▶ **PROBLEM TO SOLVE**: Every entry below is to be retyped exactly as it stands.

Segment Start: EXERCISE DATA

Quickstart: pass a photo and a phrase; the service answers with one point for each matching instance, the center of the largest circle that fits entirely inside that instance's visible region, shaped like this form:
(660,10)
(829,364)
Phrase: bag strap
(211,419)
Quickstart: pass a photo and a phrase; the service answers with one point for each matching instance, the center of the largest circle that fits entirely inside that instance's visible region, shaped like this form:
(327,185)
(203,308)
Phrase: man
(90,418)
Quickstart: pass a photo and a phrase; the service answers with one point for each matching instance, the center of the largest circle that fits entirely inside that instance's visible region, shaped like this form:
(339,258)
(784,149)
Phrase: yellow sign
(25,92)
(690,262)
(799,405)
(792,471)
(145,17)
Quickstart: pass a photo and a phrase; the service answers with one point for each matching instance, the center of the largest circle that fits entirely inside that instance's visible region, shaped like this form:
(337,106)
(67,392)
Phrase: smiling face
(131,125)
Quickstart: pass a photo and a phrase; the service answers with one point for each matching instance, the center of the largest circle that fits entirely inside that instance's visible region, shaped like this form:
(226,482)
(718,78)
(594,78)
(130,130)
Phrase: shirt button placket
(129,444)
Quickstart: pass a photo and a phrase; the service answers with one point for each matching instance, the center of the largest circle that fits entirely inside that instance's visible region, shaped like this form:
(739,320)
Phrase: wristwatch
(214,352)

Segment End: EXERCISE DATA

▶ **OUTPUT FOR THIS TASK**:
Quickstart: pass a photo and a phrase; the service answers with one point for each matching instance, the center of the largest circle that fits entirely inside that instance's visible region, shaped like this form:
(660,10)
(829,364)
Phrase: bag strap
(211,419)
Quickstart: pass a photo and a phrase; the service answers with one point for each matching instance, the center of the largest circle that fits entirely inside that instance's visible region, shaped like this form:
(327,185)
(203,308)
Phrase: man
(90,418)
Quickstart: pass a photo and a phrase; the service answers with one point for each matching instance, the center of the largest circle that fits entirely inside that instance's visible region, shaped like this form:
(339,258)
(784,149)
Phrase: yellow sign
(25,92)
(690,262)
(799,405)
(792,471)
(145,17)
Quickstart: pass a photo and a phrase; the service answers with one point for each matching instance, the center of the largest circle that fits entirely inside that instance's visible region, shaped like this form:
(337,106)
(67,392)
Phrase: smiling face
(131,125)
Quickstart: pass a photo and a phrase; the service answers with one point for each matching instance, the center of the largest circle that fits entirely inside that instance's visible region, shaped like this form:
(226,482)
(718,78)
(594,78)
(130,130)
Phrase: shirt button placket
(129,444)
Quickstart: pass a photo and a phrase; the service answers with one point for each matching instance, the center of the largest circle that fits entirely inside that instance's visible region, shaped like this form:
(739,320)
Phrase: wristwatch
(214,352)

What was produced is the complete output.